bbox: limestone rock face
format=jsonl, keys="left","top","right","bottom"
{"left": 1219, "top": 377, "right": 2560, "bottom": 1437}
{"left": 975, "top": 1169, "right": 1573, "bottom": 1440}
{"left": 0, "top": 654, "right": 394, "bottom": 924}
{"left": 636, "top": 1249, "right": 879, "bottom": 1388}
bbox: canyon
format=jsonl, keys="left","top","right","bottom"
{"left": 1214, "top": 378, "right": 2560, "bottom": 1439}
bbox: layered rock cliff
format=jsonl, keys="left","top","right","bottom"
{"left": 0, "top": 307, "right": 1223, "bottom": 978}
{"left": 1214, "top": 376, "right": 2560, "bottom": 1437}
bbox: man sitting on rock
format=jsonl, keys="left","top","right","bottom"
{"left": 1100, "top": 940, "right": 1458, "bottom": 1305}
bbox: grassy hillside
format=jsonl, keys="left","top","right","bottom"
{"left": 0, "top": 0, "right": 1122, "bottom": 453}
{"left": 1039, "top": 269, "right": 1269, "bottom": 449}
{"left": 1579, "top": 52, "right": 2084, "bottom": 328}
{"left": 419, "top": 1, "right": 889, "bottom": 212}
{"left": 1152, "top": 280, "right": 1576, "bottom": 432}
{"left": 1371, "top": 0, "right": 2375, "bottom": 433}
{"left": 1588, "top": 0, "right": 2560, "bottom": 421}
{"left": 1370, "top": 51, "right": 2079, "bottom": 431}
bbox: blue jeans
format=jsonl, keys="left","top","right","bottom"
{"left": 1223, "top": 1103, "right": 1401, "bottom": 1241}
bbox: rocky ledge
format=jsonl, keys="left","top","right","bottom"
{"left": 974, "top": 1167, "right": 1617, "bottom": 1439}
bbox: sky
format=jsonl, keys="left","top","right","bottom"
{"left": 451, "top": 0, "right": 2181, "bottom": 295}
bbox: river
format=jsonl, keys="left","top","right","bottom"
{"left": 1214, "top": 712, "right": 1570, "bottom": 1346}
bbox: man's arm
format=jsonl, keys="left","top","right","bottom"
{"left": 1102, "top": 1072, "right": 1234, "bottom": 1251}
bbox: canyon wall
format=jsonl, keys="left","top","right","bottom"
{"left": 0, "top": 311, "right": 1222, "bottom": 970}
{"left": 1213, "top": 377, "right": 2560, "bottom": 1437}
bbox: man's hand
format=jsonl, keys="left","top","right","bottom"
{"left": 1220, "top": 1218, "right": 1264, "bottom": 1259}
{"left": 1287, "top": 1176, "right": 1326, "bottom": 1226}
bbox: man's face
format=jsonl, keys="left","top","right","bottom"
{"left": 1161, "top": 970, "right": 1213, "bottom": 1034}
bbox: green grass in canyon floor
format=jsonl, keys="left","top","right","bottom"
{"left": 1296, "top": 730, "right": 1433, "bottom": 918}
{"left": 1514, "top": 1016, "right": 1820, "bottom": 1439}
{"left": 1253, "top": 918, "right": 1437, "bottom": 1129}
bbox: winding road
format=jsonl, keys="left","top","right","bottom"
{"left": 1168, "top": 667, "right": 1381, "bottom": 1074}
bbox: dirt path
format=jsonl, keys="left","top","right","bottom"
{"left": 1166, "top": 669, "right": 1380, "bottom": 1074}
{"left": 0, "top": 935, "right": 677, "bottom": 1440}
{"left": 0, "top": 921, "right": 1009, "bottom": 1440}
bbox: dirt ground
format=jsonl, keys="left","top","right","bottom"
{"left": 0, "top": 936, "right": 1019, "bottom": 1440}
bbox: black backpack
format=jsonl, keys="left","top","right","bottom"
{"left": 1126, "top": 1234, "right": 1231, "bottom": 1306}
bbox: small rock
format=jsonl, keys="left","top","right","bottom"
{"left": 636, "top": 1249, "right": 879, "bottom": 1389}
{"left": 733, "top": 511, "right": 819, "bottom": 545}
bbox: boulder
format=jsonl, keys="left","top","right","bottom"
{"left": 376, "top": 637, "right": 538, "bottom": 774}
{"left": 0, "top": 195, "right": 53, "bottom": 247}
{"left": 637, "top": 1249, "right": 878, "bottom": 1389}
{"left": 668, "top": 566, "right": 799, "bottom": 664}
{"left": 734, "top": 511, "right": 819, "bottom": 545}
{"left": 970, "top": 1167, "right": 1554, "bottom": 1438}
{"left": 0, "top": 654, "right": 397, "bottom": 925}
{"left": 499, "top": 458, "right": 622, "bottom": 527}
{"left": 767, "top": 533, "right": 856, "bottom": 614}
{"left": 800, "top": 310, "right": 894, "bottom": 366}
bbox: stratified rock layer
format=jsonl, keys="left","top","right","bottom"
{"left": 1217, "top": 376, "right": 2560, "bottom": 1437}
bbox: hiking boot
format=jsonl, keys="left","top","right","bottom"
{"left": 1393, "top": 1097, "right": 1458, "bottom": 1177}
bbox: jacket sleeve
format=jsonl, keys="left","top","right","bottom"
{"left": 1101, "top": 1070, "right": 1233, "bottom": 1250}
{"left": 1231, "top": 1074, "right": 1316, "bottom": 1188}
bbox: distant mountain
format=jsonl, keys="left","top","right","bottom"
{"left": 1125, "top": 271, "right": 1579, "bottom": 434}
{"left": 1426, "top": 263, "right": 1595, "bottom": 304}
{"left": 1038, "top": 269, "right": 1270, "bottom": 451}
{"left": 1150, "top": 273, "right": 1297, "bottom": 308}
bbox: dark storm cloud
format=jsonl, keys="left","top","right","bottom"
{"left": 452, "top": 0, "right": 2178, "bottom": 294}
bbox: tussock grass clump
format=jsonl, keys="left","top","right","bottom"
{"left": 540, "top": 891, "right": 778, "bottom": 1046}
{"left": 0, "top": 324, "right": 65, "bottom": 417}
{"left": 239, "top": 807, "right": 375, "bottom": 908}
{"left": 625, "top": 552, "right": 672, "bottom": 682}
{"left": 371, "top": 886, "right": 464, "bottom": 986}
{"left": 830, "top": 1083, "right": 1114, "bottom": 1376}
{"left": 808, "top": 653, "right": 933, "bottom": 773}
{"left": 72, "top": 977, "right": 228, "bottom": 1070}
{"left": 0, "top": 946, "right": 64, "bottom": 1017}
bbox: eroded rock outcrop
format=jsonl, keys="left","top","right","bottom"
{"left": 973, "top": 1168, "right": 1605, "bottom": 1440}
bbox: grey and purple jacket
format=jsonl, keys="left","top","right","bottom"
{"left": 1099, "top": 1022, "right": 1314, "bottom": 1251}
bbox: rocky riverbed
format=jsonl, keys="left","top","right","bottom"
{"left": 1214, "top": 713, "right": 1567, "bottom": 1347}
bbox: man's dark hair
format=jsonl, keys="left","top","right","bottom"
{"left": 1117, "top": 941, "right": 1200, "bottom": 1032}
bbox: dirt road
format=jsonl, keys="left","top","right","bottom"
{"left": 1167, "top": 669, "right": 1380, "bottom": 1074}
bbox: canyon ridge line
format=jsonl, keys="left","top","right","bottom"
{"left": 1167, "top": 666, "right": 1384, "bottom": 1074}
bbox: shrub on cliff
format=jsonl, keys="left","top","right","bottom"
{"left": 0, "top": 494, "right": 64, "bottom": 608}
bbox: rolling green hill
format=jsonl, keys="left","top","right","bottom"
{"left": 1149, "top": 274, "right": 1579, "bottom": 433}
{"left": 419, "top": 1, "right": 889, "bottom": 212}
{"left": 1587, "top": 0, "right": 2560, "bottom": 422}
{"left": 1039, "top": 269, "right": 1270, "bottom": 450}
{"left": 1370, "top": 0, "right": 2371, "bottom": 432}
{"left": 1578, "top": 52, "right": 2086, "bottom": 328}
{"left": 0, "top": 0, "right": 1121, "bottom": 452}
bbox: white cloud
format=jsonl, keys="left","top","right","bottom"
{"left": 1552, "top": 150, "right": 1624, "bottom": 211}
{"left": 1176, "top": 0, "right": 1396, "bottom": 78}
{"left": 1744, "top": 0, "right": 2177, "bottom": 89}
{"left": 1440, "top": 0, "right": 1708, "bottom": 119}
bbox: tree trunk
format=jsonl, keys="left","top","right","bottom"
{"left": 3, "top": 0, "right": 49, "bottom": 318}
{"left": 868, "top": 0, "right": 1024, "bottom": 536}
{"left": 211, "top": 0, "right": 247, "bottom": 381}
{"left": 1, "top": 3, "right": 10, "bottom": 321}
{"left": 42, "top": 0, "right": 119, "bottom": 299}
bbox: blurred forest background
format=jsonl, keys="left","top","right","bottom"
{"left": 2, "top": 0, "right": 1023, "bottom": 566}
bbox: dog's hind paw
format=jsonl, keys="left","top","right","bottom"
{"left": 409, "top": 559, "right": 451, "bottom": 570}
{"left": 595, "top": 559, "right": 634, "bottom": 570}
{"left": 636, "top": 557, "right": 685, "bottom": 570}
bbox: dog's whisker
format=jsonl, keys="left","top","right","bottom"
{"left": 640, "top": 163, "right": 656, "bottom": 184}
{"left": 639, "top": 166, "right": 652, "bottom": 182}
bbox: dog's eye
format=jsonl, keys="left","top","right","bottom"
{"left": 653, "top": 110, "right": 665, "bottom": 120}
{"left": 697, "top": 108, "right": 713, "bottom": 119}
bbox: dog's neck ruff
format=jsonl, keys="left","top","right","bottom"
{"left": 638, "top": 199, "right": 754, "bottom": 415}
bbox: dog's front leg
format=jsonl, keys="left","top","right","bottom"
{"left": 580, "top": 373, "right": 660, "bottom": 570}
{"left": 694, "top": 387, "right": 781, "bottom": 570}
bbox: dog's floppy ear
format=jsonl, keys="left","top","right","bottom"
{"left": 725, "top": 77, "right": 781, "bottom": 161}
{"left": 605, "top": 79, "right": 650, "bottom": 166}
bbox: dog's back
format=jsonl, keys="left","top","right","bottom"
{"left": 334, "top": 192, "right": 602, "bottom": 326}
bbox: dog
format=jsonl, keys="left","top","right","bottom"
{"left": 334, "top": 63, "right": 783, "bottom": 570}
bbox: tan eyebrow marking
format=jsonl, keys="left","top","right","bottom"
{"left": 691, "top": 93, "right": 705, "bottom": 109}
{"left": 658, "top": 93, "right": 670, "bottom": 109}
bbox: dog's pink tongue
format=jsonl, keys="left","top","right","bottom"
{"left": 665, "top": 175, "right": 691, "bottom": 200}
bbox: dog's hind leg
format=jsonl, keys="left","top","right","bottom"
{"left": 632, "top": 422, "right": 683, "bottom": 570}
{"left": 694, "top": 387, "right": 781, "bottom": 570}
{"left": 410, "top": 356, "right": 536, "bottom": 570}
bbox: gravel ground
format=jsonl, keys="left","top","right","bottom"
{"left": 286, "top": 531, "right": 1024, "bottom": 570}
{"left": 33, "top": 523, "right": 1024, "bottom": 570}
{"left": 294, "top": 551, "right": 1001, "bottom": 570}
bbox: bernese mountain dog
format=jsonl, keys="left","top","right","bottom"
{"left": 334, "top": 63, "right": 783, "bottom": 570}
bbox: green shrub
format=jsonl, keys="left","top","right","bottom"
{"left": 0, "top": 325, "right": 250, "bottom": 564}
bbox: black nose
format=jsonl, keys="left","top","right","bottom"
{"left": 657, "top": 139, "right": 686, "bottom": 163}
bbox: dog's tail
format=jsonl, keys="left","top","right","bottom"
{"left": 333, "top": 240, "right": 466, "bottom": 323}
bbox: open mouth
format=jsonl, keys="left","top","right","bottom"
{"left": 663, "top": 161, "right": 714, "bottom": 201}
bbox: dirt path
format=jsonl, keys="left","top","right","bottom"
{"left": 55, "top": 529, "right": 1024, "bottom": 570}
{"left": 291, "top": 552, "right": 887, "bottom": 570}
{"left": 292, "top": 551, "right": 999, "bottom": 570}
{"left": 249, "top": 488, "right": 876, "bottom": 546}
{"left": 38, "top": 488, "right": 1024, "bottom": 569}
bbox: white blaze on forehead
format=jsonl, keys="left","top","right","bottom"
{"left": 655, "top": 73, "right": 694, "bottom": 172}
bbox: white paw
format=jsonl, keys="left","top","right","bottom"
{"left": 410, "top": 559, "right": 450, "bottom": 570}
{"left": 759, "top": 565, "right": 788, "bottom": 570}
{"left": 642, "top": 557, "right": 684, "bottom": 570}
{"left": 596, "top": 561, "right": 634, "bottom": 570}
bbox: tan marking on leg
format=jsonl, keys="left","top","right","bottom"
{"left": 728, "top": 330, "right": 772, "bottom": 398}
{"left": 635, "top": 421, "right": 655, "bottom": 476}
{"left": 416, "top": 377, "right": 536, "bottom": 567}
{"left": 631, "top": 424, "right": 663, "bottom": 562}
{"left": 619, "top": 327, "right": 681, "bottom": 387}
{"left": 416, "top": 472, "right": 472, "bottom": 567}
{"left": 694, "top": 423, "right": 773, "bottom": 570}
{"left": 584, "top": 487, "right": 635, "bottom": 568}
══════════════════════════════
→ **Problem requirements**
Search the entries for the string "mountain" and copy each line where it occurs.

→ **Exercise solution**
bbox: distant mountain
bbox: bernese mountain dog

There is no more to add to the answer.